Orthodox Christians Must Now Learn To Live as Exiles in Our Own Country - Ron Dreher - Time Magazine

No, the sky is not falling — not yet, anyway — but with the Supreme Court ruling constitutionalizing same-sex marriage, the ground under our feet has shifted tectonically.

It is hard to overstate the significance of the Obergefell decision — and the seriousness of the challenges it presents to orthodox Christians and other social conservatives. Voting Republican and other failed culture war strategies are not going to save us now.

Discerning the meaning of the present moment requires sobriety, precisely because its radicalism requires of conservatives a realistic sense of how weak our position is in post-Christian America.

The alarm that the four dissenting justices sounded in their minority opinions is chilling. Chief Justice John Roberts and Justice Antonin Scalia were particularly scathing in pointing out the philosophical and historical groundlessness of the majority’s opinion. Justice Scalia even called the decision “a threat to democracy,” and denounced it, shockingly, in the language of revolution.

It is now clear that for this Court, extremism in the pursuit of the Sexual Revolution’s goals is no vice. True, the majority opinion nodded and smiled in the direction of the First Amendment, in an attempt to calm the fears of those worried about religious liberty. But when a Supreme Court majority is willing to invent rights out of nothing, it is impossible to have faith that the First Amendment will offer any but the barest protection to religious dissenters from gay rights orthodoxy.

- [COLLECTED MATERIAL]:
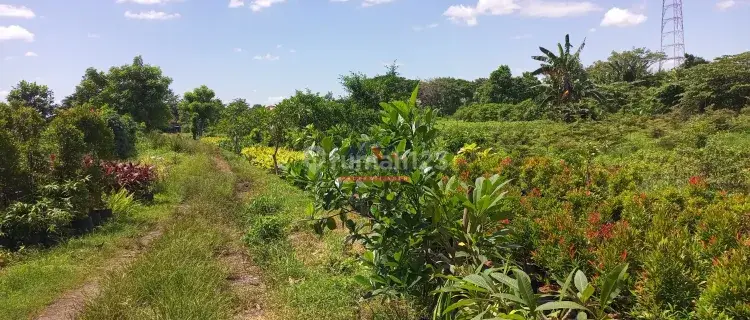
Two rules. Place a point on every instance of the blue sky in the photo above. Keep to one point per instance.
(262, 50)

- [REQUIREMENTS]:
[1] Answer these about the essay on the Obergefell decision, one line each:
(a) How many justices dissented from the ruling?
(b) Which two justices does it single out as especially scathing about the majority's opinion?
(c) What does it say is not going to save orthodox Christians and social conservatives now?
[2] Name every person mentioned by name in the essay on the Obergefell decision, including its title line.
[3] Repeat the essay on the Obergefell decision word for word, from "Discerning the meaning" to "language of revolution.".

- [REPLIES]:
[1]
(a) Four.
(b) Chief Justice John Roberts and Justice Antonin Scalia.
(c) Voting Republican and other failed culture war strategies.

[2] Ron Dreher, John Roberts, Antonin Scalia

[3]
Discerning the meaning of the present moment requires sobriety, precisely because its radicalism requires of conservatives a realistic sense of how weak our position is in post-Christian America.

The alarm that the four dissenting justices sounded in their minority opinions is chilling. Chief Justice John Roberts and Justice Antonin Scalia were particularly scathing in pointing out the philosophical and historical groundlessness of the majority’s opinion. Justice Scalia even called the decision “a threat to democracy,” and denounced it, shockingly, in the language of revolution.